→ Task to carry out: Reproduce the material below verbatim, starting at the line with "Autonomous forklift vision pipeline — detect the yellow" and ending with the line with "455,706,656,952", both included. Copy nothing outside that span.

→ Data provided:

______________________________

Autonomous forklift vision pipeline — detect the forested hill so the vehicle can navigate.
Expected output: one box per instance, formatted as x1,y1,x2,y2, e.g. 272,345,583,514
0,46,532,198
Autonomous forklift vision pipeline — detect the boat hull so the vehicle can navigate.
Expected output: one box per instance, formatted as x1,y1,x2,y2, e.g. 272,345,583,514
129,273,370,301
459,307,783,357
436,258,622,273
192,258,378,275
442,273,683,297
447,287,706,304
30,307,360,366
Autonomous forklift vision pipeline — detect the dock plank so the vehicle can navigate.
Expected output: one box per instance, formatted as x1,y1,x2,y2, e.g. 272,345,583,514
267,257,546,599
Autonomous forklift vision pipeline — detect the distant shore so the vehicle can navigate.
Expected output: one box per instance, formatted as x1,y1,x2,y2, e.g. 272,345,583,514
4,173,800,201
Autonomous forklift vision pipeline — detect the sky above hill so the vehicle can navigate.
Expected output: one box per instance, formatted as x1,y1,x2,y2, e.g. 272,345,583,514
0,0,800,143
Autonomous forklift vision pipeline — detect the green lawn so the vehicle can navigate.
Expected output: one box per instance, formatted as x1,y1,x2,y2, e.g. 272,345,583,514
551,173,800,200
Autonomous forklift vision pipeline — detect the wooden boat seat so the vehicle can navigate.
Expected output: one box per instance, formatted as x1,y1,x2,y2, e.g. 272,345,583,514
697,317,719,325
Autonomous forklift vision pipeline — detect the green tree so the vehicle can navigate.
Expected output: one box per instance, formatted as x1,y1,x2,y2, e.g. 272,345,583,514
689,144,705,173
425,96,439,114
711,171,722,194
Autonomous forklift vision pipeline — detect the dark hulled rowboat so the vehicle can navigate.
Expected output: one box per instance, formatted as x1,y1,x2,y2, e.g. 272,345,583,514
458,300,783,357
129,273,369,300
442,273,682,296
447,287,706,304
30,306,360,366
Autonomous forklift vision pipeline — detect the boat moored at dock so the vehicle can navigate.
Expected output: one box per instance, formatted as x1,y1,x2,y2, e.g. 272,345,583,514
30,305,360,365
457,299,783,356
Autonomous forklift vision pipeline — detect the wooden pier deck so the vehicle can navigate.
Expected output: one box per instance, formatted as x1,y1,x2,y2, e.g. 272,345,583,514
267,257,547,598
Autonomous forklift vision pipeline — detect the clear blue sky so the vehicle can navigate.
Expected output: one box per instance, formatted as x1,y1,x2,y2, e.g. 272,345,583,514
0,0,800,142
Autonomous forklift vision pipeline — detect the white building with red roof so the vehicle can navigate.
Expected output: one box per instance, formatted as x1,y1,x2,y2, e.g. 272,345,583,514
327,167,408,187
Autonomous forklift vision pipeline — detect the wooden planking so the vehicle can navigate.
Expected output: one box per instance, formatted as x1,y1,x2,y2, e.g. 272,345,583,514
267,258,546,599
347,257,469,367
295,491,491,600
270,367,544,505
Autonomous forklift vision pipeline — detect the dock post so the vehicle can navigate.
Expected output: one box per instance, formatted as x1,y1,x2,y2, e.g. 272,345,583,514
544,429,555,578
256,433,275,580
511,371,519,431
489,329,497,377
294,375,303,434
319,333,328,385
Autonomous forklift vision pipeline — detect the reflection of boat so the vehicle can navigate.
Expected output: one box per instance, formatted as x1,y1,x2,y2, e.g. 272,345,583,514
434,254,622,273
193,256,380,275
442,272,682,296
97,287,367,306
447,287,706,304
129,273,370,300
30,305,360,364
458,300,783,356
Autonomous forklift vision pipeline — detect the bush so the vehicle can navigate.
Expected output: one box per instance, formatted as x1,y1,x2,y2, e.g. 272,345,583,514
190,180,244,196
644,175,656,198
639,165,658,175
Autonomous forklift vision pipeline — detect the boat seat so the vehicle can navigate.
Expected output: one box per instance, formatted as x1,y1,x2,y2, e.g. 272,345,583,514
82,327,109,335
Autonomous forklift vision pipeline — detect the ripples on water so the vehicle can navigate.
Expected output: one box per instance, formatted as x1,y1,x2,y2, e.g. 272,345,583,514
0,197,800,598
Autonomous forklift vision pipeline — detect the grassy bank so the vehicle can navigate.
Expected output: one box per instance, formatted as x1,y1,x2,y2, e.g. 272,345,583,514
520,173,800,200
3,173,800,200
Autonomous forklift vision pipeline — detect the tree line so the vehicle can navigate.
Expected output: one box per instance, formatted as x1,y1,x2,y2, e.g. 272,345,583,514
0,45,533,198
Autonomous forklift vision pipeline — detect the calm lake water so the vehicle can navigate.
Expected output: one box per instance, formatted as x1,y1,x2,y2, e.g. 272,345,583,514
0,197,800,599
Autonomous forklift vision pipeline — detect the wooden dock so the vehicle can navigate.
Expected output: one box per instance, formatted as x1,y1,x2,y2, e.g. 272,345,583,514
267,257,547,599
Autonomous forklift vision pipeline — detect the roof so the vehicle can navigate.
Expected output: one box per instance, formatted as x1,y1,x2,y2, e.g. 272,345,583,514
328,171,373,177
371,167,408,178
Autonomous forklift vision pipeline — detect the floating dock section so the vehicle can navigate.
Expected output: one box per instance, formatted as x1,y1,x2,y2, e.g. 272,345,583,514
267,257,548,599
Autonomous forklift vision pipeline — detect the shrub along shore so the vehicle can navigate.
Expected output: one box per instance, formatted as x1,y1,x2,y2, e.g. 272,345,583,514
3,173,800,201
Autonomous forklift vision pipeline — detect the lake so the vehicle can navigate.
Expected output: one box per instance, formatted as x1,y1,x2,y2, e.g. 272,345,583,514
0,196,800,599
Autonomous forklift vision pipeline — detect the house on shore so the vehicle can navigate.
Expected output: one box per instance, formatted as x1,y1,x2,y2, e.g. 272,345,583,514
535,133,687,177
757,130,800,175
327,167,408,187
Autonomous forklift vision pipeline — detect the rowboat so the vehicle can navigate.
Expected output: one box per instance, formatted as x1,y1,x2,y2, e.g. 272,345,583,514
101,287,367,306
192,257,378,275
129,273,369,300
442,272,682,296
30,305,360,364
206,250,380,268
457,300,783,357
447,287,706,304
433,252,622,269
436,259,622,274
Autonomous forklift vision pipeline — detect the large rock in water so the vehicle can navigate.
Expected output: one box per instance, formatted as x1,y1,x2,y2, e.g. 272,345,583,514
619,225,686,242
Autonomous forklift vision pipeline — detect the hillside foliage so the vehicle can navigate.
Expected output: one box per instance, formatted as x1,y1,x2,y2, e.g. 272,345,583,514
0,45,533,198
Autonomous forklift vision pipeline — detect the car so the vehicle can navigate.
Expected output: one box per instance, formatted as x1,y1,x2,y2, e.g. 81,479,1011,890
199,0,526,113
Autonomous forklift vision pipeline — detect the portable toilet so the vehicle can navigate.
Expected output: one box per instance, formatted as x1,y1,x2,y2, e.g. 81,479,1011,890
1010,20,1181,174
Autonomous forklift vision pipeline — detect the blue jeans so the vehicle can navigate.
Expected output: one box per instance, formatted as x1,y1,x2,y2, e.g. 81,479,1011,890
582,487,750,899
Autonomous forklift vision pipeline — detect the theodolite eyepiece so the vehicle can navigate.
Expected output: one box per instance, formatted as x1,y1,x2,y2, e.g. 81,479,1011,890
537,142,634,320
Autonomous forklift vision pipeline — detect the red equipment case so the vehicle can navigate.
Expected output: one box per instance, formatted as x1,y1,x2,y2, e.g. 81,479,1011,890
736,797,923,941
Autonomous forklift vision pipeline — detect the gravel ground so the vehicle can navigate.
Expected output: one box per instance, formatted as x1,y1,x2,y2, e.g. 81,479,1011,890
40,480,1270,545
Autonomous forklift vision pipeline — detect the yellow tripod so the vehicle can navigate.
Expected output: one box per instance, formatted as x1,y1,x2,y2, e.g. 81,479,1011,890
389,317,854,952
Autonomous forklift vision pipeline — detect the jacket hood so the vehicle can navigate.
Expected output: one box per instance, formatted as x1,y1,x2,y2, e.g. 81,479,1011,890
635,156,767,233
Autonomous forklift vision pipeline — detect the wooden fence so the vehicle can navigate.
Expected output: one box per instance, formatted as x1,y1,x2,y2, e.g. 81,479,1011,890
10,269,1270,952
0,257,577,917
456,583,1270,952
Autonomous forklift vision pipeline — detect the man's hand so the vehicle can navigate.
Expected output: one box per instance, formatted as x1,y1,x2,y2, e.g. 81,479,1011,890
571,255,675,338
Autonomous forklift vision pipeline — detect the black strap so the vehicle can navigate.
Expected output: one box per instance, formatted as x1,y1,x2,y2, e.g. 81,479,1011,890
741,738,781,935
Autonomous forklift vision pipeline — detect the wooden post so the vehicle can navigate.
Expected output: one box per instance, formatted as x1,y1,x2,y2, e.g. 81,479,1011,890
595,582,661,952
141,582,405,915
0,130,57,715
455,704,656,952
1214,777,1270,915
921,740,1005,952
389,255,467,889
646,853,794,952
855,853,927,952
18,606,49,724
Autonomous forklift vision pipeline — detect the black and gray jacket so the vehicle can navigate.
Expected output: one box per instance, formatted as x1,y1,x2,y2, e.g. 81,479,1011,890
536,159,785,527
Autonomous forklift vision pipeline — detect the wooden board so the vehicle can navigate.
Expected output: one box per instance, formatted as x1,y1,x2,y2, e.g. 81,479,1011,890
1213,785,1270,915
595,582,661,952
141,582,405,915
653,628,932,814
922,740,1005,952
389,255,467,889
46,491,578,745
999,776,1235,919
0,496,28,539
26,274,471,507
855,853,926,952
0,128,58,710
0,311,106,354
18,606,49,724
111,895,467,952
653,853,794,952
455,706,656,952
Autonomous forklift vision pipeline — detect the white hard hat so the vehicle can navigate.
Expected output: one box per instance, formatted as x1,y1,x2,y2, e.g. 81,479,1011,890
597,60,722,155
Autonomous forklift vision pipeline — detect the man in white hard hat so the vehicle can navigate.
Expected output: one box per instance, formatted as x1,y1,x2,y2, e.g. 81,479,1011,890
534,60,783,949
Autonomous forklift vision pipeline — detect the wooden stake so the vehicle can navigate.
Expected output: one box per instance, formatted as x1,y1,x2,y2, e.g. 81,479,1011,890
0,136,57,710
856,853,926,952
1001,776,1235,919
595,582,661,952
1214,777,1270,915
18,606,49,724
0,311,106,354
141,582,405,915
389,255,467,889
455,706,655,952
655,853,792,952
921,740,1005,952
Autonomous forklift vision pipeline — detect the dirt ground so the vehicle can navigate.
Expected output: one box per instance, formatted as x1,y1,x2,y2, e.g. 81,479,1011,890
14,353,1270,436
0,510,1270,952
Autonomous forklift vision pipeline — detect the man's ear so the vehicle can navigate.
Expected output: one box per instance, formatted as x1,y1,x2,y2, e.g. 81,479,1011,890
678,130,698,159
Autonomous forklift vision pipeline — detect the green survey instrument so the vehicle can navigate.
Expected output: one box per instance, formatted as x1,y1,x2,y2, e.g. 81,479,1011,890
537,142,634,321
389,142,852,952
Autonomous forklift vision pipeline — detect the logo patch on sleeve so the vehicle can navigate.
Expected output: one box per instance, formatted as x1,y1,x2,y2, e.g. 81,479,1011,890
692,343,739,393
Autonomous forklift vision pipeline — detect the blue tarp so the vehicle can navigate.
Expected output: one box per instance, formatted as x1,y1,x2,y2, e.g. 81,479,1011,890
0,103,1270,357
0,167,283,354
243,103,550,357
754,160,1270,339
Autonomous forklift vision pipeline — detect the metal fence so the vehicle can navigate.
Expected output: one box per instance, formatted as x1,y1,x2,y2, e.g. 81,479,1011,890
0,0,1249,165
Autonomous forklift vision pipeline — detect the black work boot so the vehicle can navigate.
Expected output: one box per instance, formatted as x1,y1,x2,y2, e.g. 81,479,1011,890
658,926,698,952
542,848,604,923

______________________________

→ Final result:
Autonomous forklift vision pipeline — detect the yellow tripod so the vehicle can navigate.
Expected output: one box per instance, formatted as x1,y1,x2,y2, e.g. 81,479,1011,890
389,317,854,952
Autonomous forklift vision pipeline — detect the jacket hood so the vehicle can navigate.
Expected output: one box per instance, formatted as x1,y1,x2,y2, e.g. 81,479,1011,890
635,156,767,233
Autonomous forklift vision pipeline — detect the wooden fence so the vehicle can navigate.
Expected output: one box per instance, formatted as x1,y1,x2,y2, e.g. 81,479,1011,890
10,269,1270,952
0,257,577,917
456,583,1270,952
Autonomous forklift vision pipeline — detect the man's hand so the vehicle can navigate.
Expected output: one box per instance, formatted as x1,y1,x2,y2, e.g. 81,479,1011,890
571,255,675,338
Autonomous forklift vision pipeline — detect the black strap so the vehicle can navigate.
Expected output: one box per instance, formatted as x1,y1,x2,y2, e.g. 81,479,1011,890
741,738,781,935
Autonomous forklift vision pipeline — detect the wooden post so the vehicle can navigate.
Expected output: one box per instance, formatted as x1,y1,x2,y2, e.g. 81,479,1011,890
595,582,661,952
141,582,405,915
0,130,57,715
455,704,656,952
1214,777,1270,915
921,740,1005,952
389,255,467,889
646,853,794,952
855,853,927,952
18,606,49,724
Autonomous forklift vision pipeline — detect the black and gray jacket so the vehicle can navigate.
Expected output: one box per instance, formatted as x1,y1,x2,y2, e.g. 81,479,1011,890
536,159,785,527
Autonomous forklift vision pipeline — detect the wooden board so the vehicle can navigate.
Expected output: one box per instance, formatted as x1,y1,x2,y2, e.g. 81,479,1011,890
1213,785,1270,915
595,582,661,952
141,582,405,915
653,628,932,814
922,740,1005,952
389,255,467,889
46,491,578,745
999,776,1235,919
0,496,28,539
26,274,471,507
855,853,926,952
0,128,58,710
0,311,106,354
18,606,49,724
111,895,467,952
653,853,794,952
455,706,656,952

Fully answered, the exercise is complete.